» Written problem
Copy the lines below verbatim, beginning with the line that includes "plant stem with a single marker." and continuing to the end; leave out everything before it.

Dataset excerpts on object pointing:
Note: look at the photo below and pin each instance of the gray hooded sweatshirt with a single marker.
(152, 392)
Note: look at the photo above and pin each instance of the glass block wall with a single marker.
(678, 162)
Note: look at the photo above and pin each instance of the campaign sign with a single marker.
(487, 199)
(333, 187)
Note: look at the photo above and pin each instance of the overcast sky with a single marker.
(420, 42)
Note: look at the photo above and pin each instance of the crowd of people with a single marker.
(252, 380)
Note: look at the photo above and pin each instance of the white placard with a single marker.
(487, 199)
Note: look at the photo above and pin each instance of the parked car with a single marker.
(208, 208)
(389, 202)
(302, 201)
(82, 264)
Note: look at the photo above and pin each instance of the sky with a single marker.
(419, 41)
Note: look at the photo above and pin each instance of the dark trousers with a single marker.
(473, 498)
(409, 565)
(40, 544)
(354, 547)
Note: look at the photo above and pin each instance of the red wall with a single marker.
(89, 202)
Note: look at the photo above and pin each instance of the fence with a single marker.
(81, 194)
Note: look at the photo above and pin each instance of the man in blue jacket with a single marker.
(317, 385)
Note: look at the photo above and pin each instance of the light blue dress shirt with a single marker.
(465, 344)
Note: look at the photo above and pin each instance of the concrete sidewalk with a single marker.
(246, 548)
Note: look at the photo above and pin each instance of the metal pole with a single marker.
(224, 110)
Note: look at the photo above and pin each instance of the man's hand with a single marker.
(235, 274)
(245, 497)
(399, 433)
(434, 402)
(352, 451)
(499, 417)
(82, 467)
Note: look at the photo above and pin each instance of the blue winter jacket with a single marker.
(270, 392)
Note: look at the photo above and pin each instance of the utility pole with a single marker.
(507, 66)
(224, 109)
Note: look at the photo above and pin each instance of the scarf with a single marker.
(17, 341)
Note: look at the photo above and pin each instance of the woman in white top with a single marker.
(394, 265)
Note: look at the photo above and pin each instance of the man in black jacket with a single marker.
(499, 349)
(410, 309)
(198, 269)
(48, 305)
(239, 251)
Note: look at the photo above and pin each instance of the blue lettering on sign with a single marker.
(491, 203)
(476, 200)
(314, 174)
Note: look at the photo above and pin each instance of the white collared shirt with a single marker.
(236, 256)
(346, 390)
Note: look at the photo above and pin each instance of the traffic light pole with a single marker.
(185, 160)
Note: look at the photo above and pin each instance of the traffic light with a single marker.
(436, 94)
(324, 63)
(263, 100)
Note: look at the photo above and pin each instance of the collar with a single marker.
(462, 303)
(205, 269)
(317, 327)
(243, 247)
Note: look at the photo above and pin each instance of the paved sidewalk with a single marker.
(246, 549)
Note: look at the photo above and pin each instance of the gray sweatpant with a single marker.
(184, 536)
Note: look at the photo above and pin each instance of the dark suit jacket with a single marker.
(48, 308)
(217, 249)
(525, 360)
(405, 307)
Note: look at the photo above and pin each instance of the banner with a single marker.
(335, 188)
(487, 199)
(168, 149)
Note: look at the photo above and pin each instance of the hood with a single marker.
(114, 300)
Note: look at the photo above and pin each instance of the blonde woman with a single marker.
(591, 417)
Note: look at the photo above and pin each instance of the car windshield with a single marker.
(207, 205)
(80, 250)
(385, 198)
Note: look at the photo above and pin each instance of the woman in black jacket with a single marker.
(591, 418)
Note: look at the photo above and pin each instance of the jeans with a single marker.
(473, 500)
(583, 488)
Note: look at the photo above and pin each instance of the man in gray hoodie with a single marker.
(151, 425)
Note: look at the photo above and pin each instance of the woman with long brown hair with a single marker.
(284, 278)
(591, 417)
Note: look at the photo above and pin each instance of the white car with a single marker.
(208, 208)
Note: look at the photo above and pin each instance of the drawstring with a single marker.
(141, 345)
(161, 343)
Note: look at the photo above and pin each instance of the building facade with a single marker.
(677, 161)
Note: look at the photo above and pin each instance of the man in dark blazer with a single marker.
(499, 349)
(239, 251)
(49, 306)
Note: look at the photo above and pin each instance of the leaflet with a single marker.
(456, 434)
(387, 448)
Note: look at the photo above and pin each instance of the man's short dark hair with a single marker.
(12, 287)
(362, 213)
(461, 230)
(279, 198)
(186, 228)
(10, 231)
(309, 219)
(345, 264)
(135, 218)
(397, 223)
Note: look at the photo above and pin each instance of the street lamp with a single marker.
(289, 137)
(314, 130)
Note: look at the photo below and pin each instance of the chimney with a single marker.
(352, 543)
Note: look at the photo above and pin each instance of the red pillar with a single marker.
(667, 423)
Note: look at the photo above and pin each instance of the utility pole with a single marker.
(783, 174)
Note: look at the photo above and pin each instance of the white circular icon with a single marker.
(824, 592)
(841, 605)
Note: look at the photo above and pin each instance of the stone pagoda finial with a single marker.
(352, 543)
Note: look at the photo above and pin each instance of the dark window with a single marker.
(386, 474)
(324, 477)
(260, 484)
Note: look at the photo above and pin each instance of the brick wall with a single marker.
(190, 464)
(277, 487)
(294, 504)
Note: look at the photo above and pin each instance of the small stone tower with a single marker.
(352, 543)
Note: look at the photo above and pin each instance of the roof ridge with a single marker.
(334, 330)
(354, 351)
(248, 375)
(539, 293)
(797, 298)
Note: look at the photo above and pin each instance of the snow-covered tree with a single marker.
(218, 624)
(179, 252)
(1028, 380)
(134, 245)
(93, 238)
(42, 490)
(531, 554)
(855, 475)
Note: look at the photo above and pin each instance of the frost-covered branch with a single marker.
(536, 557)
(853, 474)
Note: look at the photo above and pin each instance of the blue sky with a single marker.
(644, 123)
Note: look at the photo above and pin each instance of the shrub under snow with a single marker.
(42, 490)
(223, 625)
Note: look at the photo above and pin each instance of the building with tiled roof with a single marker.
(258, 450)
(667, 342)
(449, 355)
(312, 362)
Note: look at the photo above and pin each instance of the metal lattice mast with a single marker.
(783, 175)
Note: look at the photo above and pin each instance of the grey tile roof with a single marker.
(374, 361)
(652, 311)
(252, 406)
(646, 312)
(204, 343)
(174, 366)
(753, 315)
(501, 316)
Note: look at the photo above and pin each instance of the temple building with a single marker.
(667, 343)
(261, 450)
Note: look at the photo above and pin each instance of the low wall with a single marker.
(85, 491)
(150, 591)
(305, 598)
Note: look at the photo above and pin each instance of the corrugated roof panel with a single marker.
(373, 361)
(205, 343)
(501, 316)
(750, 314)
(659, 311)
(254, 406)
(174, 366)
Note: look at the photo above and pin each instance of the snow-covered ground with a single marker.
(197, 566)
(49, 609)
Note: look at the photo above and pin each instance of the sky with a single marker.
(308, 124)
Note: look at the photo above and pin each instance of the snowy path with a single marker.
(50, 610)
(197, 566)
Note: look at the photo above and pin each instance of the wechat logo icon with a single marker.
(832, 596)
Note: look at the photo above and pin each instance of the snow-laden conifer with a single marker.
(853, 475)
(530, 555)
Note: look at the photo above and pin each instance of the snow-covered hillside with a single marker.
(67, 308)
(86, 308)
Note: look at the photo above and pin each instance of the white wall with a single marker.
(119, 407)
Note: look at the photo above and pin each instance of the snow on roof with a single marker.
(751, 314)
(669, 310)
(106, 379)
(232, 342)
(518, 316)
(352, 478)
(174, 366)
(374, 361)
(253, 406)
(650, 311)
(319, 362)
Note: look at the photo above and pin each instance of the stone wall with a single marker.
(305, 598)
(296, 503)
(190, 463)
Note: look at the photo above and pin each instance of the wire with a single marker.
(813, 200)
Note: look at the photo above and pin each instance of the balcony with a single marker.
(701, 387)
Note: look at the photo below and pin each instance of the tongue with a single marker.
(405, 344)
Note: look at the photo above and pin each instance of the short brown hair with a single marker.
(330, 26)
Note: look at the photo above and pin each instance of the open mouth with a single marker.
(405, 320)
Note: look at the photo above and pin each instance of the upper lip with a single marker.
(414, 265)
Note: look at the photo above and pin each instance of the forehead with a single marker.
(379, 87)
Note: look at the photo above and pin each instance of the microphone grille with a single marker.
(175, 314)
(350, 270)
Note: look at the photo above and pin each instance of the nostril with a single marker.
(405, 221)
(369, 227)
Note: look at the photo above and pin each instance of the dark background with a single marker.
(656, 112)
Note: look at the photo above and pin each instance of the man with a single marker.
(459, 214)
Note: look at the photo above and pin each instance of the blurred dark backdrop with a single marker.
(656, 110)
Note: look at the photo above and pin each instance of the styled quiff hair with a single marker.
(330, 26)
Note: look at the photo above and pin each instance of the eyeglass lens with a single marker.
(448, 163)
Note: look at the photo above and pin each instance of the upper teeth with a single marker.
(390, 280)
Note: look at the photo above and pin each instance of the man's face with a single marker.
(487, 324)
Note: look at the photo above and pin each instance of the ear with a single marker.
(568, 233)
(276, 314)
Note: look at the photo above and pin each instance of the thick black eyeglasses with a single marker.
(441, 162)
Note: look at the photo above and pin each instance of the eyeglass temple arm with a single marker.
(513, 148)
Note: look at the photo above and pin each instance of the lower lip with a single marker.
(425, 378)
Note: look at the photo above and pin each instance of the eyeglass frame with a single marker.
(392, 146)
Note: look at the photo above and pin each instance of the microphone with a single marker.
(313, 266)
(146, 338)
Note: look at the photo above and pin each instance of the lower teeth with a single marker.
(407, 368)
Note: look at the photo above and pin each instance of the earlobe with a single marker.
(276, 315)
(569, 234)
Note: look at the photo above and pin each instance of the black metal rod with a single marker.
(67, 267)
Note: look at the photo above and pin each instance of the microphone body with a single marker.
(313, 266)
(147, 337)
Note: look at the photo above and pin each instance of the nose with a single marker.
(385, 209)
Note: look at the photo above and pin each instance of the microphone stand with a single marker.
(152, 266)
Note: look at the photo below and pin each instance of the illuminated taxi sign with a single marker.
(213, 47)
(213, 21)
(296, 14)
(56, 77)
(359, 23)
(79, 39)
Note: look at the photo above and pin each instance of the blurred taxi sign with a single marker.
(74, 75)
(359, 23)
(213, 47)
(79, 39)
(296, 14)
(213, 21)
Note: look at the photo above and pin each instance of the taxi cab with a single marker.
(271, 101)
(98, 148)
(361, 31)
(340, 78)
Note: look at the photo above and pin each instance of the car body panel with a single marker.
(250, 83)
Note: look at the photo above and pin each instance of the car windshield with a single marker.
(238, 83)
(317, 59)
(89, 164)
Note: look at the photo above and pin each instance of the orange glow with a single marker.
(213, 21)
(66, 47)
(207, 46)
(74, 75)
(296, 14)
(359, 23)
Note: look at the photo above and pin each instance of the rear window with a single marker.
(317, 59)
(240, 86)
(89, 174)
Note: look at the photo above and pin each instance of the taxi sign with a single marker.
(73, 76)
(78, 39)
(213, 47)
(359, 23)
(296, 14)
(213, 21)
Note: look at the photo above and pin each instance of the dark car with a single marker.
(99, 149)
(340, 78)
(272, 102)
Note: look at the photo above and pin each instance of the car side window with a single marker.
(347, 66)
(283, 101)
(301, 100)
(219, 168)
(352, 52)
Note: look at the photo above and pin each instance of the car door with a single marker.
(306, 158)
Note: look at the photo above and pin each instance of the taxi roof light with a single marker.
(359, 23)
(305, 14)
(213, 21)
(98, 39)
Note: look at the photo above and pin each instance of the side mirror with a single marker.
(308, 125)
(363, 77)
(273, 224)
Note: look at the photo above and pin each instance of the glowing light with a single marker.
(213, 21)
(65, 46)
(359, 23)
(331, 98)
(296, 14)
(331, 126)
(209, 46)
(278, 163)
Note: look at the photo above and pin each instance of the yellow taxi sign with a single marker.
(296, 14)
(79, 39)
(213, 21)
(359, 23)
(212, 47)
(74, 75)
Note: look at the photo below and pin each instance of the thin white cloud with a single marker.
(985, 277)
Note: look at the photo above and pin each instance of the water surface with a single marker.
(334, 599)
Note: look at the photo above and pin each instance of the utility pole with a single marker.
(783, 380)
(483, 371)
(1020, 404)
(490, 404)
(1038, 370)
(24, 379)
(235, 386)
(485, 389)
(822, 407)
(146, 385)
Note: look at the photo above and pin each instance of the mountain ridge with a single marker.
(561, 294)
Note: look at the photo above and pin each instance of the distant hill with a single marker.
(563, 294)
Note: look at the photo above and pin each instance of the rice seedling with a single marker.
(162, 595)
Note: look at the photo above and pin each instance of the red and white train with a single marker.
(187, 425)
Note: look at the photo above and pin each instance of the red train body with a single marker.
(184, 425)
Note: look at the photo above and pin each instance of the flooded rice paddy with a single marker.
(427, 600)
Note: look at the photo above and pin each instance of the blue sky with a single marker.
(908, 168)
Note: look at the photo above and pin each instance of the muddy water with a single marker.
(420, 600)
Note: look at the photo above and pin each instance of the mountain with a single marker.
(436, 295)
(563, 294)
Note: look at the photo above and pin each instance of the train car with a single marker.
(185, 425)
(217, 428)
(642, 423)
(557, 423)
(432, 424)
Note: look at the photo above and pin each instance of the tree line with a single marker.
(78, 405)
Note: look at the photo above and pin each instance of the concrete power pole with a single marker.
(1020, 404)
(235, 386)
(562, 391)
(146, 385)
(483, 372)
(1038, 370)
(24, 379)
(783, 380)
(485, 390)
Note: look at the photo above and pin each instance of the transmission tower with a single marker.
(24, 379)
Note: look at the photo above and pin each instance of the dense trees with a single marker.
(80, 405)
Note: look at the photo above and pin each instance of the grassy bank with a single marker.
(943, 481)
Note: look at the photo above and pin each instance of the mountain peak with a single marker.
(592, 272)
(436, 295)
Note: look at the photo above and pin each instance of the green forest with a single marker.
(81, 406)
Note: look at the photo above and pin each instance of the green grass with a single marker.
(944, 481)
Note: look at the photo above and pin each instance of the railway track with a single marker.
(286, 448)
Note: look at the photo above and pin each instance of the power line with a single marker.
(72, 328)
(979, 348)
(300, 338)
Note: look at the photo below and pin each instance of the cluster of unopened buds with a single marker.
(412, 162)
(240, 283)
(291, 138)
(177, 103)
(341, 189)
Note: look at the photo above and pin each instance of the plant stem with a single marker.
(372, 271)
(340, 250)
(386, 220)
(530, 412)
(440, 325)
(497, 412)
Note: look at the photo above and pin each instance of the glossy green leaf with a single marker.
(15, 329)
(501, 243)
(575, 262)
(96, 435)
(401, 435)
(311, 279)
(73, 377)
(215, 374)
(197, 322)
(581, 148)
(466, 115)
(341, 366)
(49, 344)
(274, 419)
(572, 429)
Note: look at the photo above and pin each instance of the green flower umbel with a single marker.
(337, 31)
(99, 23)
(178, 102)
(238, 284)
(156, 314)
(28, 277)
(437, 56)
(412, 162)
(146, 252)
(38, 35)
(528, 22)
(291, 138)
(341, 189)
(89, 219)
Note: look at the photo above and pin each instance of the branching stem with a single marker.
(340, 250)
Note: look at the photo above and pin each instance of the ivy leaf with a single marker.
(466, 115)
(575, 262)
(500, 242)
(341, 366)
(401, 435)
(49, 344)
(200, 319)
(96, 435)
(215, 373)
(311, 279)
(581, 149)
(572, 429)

» Expected answer
Note: look at the photo above and pin each instance of the plant stem with a single marker.
(372, 271)
(340, 250)
(386, 220)
(530, 412)
(440, 325)
(497, 412)
Note: look at the photo above and pin each instance of the glossy green leaf with a single marker.
(15, 329)
(501, 243)
(575, 262)
(96, 435)
(401, 435)
(311, 279)
(73, 377)
(215, 374)
(197, 322)
(581, 148)
(466, 115)
(341, 366)
(49, 344)
(274, 419)
(572, 429)
Note: look at the photo above and pin each instance of the green flower umbel with a single marker.
(337, 31)
(99, 23)
(178, 102)
(238, 284)
(156, 314)
(28, 277)
(437, 56)
(412, 162)
(146, 252)
(38, 35)
(528, 22)
(291, 138)
(341, 189)
(89, 219)
Note: look at the photo above and pin each instance of the branching stem with a single marker.
(340, 250)
Note: look at the photo above and pin each instance of the ivy leaf with a single marker.
(466, 115)
(575, 262)
(500, 242)
(341, 366)
(401, 435)
(49, 344)
(200, 319)
(96, 435)
(215, 373)
(311, 279)
(581, 149)
(572, 429)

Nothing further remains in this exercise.